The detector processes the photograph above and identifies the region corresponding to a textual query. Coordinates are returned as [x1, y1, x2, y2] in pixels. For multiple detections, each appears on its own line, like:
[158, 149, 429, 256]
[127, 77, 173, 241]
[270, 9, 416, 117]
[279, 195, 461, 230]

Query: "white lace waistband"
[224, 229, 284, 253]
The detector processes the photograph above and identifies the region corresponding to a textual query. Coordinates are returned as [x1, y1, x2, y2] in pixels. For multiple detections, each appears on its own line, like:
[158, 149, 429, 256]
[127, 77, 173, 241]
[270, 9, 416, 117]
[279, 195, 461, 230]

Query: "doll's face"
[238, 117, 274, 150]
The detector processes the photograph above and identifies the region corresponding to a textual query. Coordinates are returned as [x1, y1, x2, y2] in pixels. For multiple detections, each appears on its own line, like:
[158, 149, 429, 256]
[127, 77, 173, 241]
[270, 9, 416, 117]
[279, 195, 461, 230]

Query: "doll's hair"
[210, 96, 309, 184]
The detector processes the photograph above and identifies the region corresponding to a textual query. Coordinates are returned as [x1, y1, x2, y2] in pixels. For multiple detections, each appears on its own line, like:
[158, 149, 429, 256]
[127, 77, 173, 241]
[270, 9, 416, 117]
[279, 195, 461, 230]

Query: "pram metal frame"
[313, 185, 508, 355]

----------------------------------------

(What is being asked):
Every line of the data is to be printed again exactly.

(Task result):
The detector processes the photograph above and identifies the region corresponding to a textual query. Coordinates are returned as [x1, y1, x2, y2] in pixels. For multiple detections, each appears on its own line, like:
[158, 149, 429, 256]
[127, 77, 173, 241]
[270, 9, 416, 117]
[279, 195, 461, 230]

Query: "white lace waistband"
[224, 229, 284, 253]
The detector processes the photograph above and identifies the region corresponding to a textual query. Coordinates are returned as [x1, y1, x2, y2] in pixels. For multiple detections, each appears on its own line, like:
[158, 149, 429, 256]
[127, 77, 173, 241]
[270, 9, 416, 117]
[279, 195, 461, 230]

Query: "doll's face"
[238, 117, 274, 150]
The detector processes the photograph above and identifies the region corresponding to a textual query. Coordinates are returned as [x1, y1, x2, y2] in pixels. For multiple detections, each appears on its own line, like:
[158, 149, 429, 256]
[127, 77, 173, 241]
[270, 9, 416, 117]
[279, 195, 461, 230]

Query: "doll's hair"
[210, 96, 309, 184]
The detector processes the photograph above and identifies the region corresponding to a textual query. Coordinates are returned as [x1, y1, x2, y2] in pixels. For multiple detections, each appears on its own line, like:
[158, 149, 429, 256]
[127, 77, 173, 241]
[270, 9, 416, 117]
[279, 195, 461, 230]

Query: "pram metal frame"
[313, 185, 508, 355]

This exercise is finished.